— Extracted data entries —
=======
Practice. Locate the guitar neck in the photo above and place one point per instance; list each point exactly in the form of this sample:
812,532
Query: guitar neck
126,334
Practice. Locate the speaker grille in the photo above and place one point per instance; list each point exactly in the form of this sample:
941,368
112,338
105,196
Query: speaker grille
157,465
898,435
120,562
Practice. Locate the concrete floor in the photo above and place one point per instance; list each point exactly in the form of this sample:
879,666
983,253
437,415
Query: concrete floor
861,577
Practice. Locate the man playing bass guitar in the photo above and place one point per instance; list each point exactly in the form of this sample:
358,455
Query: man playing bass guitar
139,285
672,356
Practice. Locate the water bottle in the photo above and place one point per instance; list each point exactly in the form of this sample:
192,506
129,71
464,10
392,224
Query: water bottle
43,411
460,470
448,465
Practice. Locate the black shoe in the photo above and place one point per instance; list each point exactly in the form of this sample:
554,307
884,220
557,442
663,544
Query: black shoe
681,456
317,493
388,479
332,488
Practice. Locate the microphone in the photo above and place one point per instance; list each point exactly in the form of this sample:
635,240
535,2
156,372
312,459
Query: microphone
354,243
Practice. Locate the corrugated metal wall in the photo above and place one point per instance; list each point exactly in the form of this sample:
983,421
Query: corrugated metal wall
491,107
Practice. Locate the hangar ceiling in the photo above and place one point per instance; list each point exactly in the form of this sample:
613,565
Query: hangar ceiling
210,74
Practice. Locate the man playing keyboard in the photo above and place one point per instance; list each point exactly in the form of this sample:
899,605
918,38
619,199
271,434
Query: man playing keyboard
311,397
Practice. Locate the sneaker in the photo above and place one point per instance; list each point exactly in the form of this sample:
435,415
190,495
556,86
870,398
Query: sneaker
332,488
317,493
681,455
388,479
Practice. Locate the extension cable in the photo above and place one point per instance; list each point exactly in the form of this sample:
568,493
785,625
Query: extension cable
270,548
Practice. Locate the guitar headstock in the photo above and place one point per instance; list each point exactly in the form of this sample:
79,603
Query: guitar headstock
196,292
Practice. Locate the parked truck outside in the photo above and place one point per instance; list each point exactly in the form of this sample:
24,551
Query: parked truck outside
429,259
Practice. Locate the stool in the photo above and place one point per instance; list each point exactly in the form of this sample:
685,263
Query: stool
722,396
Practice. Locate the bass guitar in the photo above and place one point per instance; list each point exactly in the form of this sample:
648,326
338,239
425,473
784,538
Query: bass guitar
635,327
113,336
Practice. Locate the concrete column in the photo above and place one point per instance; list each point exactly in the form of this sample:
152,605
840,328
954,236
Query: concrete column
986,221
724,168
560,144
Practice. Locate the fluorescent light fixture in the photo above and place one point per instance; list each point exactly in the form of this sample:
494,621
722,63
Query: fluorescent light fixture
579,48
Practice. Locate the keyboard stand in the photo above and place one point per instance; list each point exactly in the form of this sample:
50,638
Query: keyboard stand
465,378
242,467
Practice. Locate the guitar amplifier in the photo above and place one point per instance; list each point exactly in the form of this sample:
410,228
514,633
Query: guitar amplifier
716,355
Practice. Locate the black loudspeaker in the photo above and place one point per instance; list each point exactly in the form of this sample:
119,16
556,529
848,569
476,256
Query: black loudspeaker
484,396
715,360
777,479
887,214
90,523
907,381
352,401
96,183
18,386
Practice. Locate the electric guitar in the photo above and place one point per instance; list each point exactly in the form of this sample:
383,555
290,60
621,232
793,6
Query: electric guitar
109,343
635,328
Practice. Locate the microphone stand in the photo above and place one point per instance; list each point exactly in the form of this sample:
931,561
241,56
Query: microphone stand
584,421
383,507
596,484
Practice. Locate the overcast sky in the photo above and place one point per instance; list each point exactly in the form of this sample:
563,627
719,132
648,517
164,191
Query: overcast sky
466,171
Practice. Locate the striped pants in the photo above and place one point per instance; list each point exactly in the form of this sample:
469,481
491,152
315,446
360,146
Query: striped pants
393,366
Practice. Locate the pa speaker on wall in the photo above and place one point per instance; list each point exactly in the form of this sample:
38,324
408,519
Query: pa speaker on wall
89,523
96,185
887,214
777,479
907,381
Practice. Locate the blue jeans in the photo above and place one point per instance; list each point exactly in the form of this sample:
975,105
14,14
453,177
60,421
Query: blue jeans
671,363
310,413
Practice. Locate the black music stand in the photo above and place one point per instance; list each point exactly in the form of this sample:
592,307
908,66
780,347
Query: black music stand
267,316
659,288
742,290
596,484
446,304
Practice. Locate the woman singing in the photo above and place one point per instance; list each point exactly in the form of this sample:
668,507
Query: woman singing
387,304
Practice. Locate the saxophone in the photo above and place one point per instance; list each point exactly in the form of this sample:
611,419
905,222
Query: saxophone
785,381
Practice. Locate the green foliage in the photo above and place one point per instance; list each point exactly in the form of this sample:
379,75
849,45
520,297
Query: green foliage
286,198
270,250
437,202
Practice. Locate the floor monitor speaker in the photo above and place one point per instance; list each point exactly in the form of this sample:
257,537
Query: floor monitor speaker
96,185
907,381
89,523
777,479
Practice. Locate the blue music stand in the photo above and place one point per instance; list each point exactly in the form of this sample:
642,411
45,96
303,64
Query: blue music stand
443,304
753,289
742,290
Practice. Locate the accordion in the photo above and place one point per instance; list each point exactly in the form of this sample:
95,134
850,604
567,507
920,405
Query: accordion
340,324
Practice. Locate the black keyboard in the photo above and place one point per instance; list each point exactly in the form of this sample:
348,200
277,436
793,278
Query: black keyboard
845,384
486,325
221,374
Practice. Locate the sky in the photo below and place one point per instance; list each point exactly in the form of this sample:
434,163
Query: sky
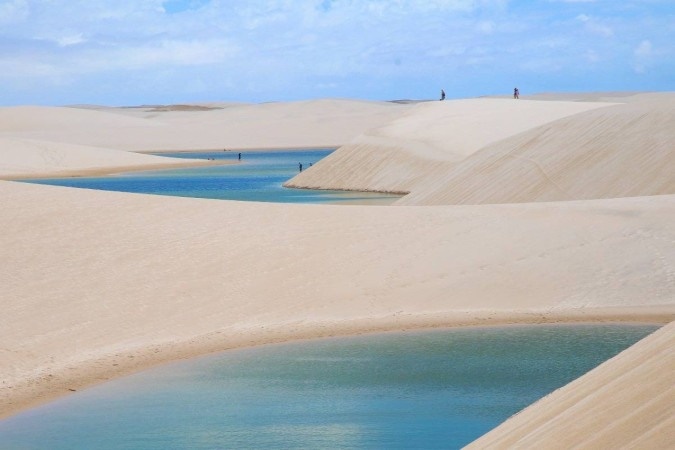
133,52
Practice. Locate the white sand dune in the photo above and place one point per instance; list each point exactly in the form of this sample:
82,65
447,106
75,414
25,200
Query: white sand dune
99,284
623,151
29,157
316,123
627,402
428,141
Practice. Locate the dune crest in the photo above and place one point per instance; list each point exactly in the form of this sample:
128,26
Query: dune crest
100,284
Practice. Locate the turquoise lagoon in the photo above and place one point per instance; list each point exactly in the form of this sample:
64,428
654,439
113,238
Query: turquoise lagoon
427,390
257,177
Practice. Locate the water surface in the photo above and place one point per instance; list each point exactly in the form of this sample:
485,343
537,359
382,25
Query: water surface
258,176
433,389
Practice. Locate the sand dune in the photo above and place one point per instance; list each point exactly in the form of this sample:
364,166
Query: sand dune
627,402
623,151
22,158
317,123
99,284
428,141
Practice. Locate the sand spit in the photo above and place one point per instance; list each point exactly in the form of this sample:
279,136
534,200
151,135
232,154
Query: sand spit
627,402
99,284
22,158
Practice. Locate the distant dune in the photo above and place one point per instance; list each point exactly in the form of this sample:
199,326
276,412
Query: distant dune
557,208
426,142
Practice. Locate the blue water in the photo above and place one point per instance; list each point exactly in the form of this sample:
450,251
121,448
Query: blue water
434,389
257,177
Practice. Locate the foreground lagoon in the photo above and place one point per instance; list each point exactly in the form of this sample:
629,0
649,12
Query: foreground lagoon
432,389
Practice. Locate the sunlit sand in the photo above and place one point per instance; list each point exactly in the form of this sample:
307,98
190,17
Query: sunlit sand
519,211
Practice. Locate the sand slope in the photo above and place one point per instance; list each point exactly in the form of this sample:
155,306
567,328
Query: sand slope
98,284
33,158
627,402
621,151
320,123
428,141
89,276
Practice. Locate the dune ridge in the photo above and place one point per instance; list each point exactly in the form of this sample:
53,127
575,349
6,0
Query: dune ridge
99,284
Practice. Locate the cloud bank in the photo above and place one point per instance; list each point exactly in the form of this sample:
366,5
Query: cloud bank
161,51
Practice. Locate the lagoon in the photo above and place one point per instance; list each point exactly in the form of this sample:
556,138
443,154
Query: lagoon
426,389
258,176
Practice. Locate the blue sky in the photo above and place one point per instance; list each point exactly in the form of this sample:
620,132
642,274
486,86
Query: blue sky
130,52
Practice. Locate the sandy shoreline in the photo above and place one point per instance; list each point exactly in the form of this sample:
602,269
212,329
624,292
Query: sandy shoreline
36,392
519,212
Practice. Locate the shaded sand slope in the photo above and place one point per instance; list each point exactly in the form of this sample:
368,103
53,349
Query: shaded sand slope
96,283
270,125
627,402
28,157
428,141
620,151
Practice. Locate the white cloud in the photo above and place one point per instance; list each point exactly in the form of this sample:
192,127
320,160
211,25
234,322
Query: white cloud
=======
— Instructions for the task —
Please transcribe the data above without changes, from its first line to its "Practice. Locate the man playing bass" line, and leave out anything past that.

— Solution to the exercise —
Practice. Locate the guitar neck in the photo above and place one point per instance; list each point exactly in the form of this sample:
812,532
Query: guitar neck
126,334
Practice. Locate the speaker grille in the photo above and place one point per instance; list each point exactly in the form of this sample:
941,368
112,338
105,196
Query: speaker grille
157,465
898,435
120,562
Practice. Locate the concrete floor in the photo above and place one point per instance; list each point exactly in the form of this sample:
879,666
983,253
437,415
Query: concrete floor
861,577
Practice. Locate the man playing bass guitar in the photo above and place one point per instance; list each point exactly in the form of this sample:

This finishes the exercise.